**Problems**
a – In the Palermo thread, rewrite the part that opens with the words containing "## DiggerD21 (Apr" and closes with "(May 16, 2008)", changing "Monreale" to "Cefalù".
b – Answer these questions from the Palermo thread:
(i) What is the name of the large open-air market described in Palermo?
(ii) In which summer did DiggerD21 visit Palermo?
(iii) The flea markets look like those in which countries, according to jpsolarized?

**Selected extract**
◇ ◇ ◇ ◇ ◇ ◇ ◇

# Palermo: life between beauty and chaos



## urbane (Jan 4, 2005)

The Ballaró market in Palermo: a large open air market with all sorts of foods. Unfortunately the pictures communicate only a part of its charm. The other are the smells and sounds of the sellers loudly advertising their products. 




























A knife grinder's shop:



















The streets around the market. Walking around the street near the market a car was "strolling" at walking pace and an umbrella-repairment was advertising his services


----------



## JPBrazil (Mar 12, 2007)

Palermo seems to be a very nice city with lots of history and vibrant street life.


----------



## Thalassa (Feb 20, 2009)

Controlled chaos. Very nice examples of beautiful architecture and the raw street scene. Thank you!


----------



## urbane (Jan 4, 2005)

More street scenes of old Palermo:

































































Decorated entrances with religious portrait on the side:


----------



## jpsolarized (May 3, 2009)

though i love the architecture of the city, i dont like the flea markets, they look like the ones in Bolivia or Ecuador


----------



## urbane (Jan 4, 2005)

The cathedral:























































Sicilian Ape 










Citizens, protects your parks:


----------



## DiggerD21 (Apr 22, 2004)

Thanks for the pictures urbane! Are these photos from this year? I have been in Palermo in Summer 2004 and heard that there were plans for a huge renovation program of the old town in 2005/2006. Unfortunately judging from your pictures it seems that basically nothing has changed since my visit. 

I have also been to nearby Monreale with its splendid cathedral (lots of gold mosaic inside!) and always enjoyed the stay at Mondello beach (a suburb of Palermo).


----------



## snowman159 (May 16, 2008)

Thank you for this thread, urbane! Sicily is such an awesome place to visit. :cheers:


----------



## D.D. (Nov 26, 2007)

lol nice pictures... some of them I found them to be comical...thanks for sharing kay:


----------



## Marek.kvackaj (Jun 24, 2006)

fantastic!! good atmosphere


----------



## Le Penseur (Mar 10, 2007)

I went to Palermo in 2004, and sadly enough I couldn't fully appreciate the architectural beauties of the city, just because of the neglect and chaos. It was the first time I went to Italy, and I had so much expectations. I really didn't expect so much ugliness (in the suburbs) and such urban decay and filt on the streets. But I have to say I was only seventien at that time, so maybe today I could enjoy the chaos a little more. But still, it is a shame, simply because there is so much to see.

◇ ◇ ◇ ◇ ◇ ◇ ◇

**Recorded data**
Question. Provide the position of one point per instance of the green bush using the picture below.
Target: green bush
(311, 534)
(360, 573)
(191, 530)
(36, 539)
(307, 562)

◇ ◇ ◇ ◇ ◇ ◇ ◇

**Exercise responses**
a –
## DiggerD21 (Apr 22, 2004)

Thanks for the pictures urbane! Are these photos from this year? I have been in Palermo in Summer 2004 and heard that there were plans for a huge renovation program of the old town in 2005/2006. Unfortunately judging from your pictures it seems that basically nothing has changed since my visit. 

I have also been to nearby Cefalù with its splendid cathedral (lots of gold mosaic inside!) and always enjoyed the stay at Mondello beach (a suburb of Palermo).


----------



## snowman159 (May 16, 2008)

b –
(i) The Ballaró market.
(ii) Summer 2004.
(iii) Bolivia or Ecuador.